Challenge |
Extract the items from the line containing "Where is each instance of the chain" through the line containing "point(463, 120)", copying them unchanged.

Items from a data source:

==*==

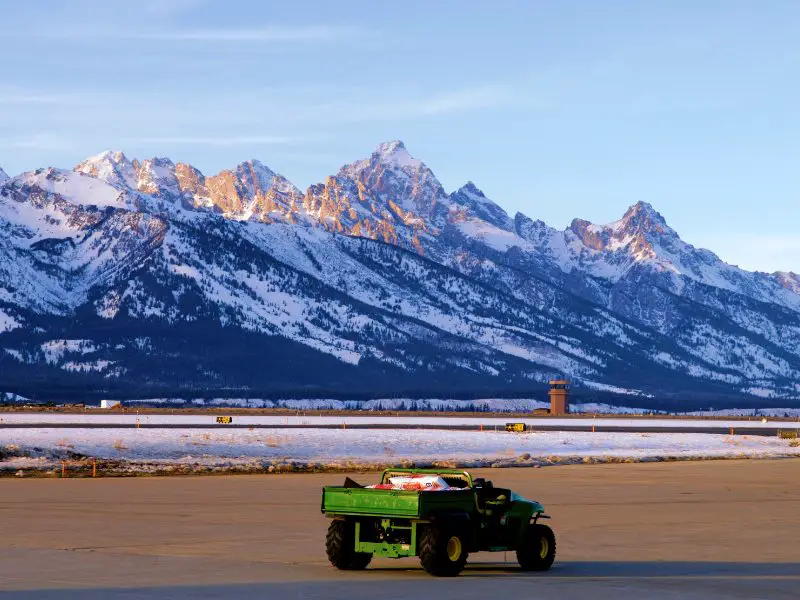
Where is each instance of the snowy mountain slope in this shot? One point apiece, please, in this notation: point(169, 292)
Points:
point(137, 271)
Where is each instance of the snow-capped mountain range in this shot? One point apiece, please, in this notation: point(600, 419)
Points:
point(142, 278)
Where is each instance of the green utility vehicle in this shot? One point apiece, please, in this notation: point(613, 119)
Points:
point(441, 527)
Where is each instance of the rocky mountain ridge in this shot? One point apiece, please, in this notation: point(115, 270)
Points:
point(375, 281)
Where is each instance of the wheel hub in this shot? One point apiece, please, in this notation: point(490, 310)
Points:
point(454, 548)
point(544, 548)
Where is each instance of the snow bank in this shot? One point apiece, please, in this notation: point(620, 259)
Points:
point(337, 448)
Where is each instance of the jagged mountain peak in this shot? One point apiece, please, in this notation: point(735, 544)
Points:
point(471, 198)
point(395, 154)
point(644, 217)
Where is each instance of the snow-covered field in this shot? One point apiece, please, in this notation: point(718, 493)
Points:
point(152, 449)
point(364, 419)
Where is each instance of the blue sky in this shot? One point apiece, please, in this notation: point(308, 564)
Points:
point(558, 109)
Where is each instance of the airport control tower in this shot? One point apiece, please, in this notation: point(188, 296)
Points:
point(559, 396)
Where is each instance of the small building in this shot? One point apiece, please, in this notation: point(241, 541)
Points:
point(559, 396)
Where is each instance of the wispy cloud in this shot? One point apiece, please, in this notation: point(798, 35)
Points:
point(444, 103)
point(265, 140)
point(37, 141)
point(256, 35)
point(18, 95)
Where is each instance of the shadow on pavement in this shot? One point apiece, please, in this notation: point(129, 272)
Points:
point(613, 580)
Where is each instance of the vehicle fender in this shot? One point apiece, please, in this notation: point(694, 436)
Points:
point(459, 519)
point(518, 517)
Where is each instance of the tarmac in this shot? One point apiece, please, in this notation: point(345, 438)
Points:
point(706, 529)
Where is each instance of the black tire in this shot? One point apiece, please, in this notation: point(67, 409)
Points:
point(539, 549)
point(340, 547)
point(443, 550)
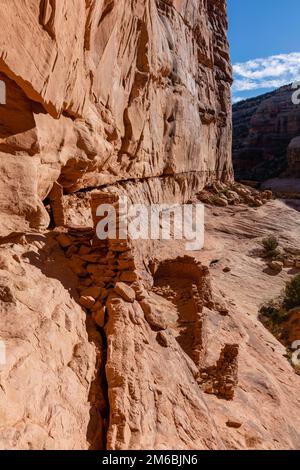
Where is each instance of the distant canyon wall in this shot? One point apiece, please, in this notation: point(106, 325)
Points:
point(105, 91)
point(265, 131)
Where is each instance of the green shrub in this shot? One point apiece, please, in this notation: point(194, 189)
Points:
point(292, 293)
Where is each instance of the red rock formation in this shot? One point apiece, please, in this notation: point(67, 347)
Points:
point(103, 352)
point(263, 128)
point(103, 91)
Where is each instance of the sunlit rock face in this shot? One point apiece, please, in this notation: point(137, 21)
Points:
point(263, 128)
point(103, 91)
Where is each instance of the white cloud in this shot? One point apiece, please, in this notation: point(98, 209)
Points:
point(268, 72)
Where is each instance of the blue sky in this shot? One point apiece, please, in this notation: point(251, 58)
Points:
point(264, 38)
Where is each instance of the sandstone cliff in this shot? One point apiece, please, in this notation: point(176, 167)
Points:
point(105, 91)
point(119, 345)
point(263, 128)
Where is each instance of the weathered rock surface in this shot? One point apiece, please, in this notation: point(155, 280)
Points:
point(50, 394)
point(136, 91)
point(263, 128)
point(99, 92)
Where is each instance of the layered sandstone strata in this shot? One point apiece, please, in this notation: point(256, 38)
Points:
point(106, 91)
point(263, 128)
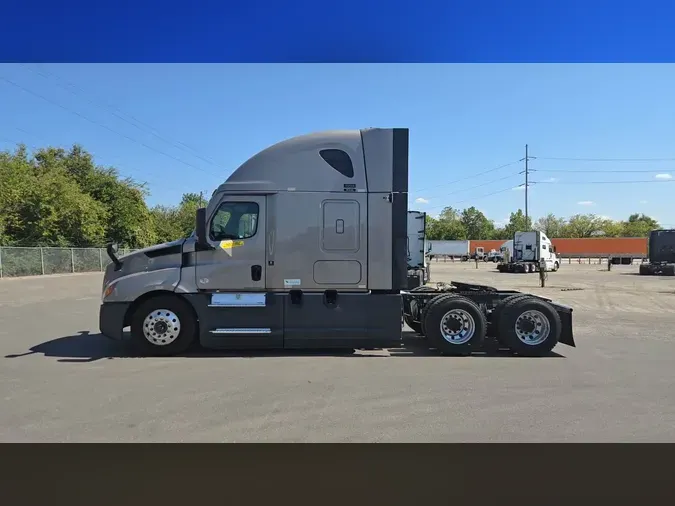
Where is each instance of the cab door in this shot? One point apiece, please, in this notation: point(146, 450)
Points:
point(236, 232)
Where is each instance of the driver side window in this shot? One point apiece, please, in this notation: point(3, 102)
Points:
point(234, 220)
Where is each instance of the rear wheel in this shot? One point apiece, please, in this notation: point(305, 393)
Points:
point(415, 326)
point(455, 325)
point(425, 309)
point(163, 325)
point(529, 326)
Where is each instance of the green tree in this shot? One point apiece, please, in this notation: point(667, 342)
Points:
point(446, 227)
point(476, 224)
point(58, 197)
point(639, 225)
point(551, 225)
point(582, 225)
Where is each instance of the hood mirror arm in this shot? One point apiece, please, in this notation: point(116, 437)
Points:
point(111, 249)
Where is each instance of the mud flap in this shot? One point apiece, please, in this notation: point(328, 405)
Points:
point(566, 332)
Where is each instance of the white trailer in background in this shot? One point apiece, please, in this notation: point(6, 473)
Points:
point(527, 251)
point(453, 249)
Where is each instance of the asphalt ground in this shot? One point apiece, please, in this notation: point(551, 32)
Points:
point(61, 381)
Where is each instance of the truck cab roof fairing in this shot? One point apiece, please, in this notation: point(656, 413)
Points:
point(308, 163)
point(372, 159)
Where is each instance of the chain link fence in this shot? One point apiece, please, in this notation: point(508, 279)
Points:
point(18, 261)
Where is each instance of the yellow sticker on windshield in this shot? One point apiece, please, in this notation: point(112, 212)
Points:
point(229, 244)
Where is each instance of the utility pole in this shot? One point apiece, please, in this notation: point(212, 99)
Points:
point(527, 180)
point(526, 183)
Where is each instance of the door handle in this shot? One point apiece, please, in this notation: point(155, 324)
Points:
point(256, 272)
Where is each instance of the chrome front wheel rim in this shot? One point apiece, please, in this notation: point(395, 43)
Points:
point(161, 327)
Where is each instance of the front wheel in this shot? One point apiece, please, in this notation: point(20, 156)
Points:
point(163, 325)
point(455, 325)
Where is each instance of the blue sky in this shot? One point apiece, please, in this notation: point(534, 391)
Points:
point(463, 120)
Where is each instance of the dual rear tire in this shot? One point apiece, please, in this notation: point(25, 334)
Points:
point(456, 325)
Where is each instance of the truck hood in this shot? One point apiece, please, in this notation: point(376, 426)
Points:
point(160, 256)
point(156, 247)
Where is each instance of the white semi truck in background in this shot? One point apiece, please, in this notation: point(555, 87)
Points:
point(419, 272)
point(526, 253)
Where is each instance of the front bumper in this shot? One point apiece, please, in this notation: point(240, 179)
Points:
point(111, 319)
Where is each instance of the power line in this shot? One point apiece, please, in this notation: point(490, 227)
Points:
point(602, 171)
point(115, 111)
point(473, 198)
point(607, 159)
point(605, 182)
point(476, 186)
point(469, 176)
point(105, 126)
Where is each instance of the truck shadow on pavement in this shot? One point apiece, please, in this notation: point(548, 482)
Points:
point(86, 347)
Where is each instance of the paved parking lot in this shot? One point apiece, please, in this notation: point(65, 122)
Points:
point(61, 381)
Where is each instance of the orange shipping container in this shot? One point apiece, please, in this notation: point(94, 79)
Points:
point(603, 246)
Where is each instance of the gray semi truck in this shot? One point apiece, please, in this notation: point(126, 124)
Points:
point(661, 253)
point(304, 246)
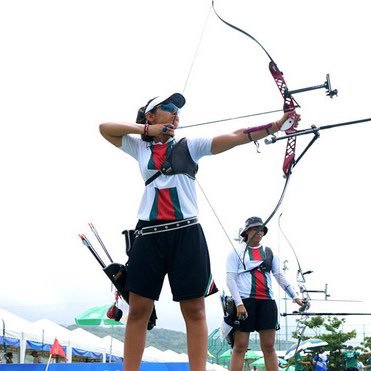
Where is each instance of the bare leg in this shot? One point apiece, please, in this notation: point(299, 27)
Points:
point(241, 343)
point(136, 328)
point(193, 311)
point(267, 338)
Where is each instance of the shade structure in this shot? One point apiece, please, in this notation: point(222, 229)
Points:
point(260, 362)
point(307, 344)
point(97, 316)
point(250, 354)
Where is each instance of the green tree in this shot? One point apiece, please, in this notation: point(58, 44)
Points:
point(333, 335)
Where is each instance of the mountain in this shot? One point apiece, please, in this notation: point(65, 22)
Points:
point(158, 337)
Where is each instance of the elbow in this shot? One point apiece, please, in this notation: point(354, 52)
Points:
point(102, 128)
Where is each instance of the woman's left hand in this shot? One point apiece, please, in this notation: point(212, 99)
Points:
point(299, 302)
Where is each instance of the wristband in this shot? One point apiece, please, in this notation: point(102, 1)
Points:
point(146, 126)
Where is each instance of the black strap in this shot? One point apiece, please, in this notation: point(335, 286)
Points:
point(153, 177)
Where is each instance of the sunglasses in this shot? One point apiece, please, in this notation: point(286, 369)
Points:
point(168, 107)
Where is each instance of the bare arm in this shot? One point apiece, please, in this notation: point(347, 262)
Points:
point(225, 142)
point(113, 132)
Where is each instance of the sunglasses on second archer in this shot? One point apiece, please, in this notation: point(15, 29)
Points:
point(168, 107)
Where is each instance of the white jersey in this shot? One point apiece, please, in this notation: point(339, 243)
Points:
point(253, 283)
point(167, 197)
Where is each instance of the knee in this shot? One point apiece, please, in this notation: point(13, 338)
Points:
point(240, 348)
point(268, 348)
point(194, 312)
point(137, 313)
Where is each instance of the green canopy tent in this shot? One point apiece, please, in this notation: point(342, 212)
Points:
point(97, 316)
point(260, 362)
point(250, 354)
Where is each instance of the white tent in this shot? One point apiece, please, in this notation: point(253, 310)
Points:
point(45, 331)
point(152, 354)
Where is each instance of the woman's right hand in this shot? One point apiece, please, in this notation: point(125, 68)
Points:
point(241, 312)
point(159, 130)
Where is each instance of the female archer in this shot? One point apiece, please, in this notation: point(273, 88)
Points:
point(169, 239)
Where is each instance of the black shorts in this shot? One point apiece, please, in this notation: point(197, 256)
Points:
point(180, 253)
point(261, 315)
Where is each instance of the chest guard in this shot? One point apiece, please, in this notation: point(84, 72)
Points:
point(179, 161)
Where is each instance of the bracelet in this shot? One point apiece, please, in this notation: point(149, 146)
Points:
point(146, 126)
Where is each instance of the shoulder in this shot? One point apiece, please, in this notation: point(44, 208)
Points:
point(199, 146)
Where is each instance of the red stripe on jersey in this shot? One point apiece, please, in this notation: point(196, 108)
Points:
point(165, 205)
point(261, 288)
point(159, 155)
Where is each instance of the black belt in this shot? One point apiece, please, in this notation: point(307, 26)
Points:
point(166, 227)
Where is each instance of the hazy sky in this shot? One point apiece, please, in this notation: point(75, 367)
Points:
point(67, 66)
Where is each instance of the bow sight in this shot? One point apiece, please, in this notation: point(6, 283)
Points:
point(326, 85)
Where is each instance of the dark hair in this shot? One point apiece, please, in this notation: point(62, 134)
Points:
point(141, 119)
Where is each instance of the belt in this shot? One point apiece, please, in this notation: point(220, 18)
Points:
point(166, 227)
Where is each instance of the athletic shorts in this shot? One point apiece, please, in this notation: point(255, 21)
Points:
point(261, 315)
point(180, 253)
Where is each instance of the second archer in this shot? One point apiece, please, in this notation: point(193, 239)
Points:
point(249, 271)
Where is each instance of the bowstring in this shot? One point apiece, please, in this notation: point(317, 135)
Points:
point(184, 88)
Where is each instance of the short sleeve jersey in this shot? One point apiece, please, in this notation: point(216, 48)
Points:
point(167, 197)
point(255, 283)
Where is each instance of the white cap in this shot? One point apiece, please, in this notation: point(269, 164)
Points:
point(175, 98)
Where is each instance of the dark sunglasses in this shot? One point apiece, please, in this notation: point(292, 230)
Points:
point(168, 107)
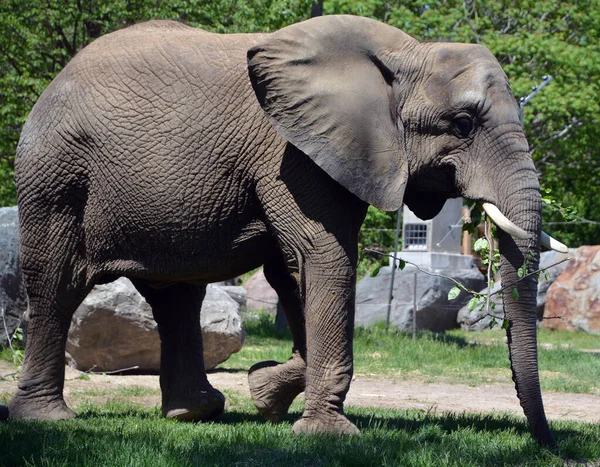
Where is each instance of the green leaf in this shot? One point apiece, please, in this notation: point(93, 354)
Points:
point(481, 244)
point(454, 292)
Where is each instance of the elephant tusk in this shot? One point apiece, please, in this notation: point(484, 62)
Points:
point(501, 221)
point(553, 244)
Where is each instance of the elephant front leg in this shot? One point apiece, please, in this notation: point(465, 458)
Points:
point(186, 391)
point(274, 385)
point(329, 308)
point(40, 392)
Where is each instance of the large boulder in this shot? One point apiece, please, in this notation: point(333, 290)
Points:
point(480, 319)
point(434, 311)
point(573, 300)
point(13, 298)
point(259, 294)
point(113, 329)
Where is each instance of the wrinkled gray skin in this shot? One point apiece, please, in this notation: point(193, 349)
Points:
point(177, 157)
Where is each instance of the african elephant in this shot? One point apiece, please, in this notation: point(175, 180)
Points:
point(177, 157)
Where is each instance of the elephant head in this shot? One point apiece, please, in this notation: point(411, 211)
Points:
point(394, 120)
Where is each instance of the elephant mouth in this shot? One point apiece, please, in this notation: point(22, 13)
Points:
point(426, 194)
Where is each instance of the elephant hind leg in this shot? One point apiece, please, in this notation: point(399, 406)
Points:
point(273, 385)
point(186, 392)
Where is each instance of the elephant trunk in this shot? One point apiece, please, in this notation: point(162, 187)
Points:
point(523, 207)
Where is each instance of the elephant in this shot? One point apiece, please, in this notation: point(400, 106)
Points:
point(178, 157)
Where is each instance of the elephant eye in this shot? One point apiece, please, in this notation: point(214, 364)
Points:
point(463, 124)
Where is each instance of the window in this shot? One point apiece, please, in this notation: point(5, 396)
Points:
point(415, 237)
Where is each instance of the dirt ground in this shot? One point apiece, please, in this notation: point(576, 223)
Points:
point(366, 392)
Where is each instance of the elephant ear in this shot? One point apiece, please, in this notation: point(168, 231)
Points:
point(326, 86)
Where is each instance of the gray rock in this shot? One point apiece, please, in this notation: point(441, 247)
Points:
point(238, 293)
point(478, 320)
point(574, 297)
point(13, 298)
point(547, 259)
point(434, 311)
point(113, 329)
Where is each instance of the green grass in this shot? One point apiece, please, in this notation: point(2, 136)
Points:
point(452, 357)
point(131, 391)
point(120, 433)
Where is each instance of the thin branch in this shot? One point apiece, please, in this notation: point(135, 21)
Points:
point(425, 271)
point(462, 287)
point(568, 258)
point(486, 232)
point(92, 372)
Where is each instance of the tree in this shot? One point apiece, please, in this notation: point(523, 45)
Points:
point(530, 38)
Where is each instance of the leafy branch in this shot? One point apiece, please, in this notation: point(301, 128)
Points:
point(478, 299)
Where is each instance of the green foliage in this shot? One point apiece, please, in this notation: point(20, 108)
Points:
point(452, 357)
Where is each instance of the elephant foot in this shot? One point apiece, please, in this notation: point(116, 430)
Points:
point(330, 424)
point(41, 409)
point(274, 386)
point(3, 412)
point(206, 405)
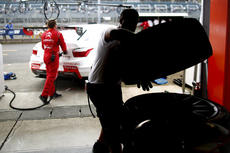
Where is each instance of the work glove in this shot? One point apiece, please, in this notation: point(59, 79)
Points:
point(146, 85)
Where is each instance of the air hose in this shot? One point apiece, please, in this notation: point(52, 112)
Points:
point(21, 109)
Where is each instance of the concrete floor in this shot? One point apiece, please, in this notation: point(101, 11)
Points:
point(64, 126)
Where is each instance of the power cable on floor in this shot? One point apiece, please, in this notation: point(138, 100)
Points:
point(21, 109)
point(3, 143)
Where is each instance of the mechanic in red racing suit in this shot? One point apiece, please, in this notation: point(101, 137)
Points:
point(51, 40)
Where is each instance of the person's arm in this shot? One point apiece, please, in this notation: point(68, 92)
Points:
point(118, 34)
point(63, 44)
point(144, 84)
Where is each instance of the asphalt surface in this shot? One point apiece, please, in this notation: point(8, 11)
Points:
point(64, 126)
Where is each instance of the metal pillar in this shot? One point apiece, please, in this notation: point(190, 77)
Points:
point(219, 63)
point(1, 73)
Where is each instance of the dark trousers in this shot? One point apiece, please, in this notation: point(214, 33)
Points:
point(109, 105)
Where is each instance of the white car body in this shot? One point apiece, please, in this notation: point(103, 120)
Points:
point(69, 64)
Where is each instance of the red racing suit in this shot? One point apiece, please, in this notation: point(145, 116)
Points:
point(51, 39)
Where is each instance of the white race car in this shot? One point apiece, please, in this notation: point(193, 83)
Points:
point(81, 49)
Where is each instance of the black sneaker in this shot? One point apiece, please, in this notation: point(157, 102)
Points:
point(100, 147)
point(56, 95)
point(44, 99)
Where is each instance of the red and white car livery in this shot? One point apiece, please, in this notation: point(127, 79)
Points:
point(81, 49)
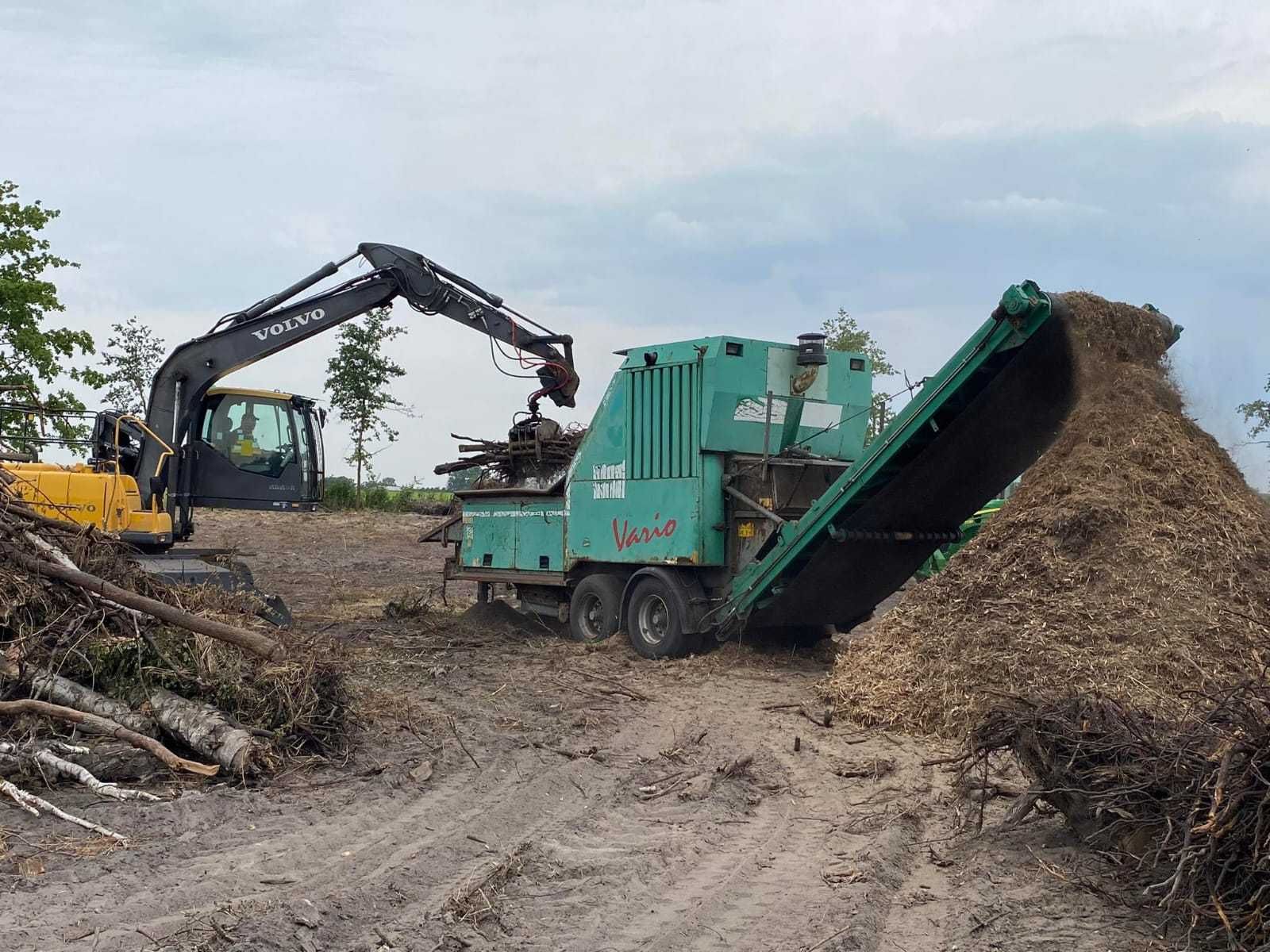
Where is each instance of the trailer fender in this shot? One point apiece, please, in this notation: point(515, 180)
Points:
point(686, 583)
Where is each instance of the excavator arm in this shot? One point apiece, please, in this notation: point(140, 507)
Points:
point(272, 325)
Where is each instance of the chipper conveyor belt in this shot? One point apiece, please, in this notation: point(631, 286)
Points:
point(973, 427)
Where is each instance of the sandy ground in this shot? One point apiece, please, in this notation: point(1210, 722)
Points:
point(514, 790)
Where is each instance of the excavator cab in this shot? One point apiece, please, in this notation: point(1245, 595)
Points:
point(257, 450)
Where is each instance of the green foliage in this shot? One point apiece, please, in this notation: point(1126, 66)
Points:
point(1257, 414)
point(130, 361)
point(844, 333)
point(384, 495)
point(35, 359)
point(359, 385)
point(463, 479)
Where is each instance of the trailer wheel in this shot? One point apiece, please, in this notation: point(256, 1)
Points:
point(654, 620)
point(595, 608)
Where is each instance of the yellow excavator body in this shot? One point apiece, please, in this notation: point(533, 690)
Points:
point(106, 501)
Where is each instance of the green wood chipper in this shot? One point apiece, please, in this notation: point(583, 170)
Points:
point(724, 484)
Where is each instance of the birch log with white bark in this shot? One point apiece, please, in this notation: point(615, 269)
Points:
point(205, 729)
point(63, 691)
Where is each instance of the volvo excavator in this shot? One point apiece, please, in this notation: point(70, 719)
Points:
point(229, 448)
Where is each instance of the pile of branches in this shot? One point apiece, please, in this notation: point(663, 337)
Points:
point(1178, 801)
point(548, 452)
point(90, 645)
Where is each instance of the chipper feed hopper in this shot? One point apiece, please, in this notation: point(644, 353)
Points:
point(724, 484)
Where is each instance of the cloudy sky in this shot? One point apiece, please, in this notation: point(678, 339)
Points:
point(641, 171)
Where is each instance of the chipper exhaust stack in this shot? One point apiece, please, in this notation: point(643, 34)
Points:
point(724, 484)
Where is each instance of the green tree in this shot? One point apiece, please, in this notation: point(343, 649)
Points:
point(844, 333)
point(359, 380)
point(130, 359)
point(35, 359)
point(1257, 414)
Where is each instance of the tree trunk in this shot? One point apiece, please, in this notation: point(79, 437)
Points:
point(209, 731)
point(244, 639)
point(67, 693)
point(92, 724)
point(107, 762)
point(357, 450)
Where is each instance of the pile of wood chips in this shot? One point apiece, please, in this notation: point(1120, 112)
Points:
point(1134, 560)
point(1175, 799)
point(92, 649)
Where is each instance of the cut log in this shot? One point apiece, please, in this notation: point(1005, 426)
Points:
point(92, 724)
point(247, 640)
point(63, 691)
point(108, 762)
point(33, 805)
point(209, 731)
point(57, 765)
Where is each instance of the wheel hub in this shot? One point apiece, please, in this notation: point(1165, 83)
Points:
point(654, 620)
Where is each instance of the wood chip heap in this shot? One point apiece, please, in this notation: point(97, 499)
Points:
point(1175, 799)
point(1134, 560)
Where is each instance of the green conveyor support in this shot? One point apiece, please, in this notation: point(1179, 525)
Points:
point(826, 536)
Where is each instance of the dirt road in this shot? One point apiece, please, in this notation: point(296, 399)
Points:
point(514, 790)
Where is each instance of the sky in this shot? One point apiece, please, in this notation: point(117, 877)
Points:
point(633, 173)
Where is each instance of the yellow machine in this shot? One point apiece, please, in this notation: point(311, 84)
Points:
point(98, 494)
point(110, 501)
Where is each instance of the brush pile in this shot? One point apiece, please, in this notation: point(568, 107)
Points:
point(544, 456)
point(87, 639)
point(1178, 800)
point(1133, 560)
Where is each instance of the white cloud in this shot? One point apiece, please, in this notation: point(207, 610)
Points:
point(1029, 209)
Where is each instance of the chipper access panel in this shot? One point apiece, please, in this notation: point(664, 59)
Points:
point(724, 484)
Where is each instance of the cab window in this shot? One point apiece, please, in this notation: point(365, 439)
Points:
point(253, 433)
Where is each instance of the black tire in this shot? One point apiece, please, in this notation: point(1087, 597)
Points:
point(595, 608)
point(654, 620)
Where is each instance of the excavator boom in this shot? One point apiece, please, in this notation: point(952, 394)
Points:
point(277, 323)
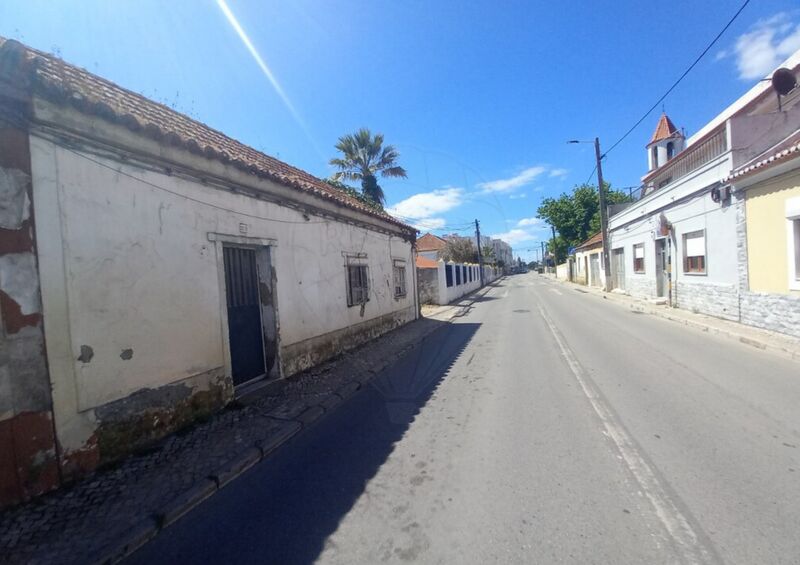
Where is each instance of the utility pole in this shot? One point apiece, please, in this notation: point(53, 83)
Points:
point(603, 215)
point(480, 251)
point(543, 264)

==*==

Task answer |
Where is each instance of the chain link fence in this shot? One point apiece, please, in this notation: point(508, 279)
Points:
point(18, 261)
Where is each instance of the yellow sticker on windshield in this shot? One point apiece, please, in this notation: point(112, 212)
Points:
point(229, 244)
Where is each instance of the utility pole in this shot? One point apiece, please, in this notation: point(212, 99)
Points:
point(527, 180)
point(526, 183)
Where is each instance of the door handle in this shot? One point apiece, please, in this notation: point(155, 324)
Points:
point(256, 272)
Where is each instance of the chrome front wheel rim in this shot? One point apiece, please, in this notation: point(395, 43)
Points:
point(161, 327)
Where is each instance of the front wheel in this shot? One point apiece, please, in this notation: point(20, 156)
Points:
point(163, 325)
point(455, 325)
Where is each instance of the blue sky in this shot? One point apiece, please, in this notation: point(534, 391)
Points:
point(463, 120)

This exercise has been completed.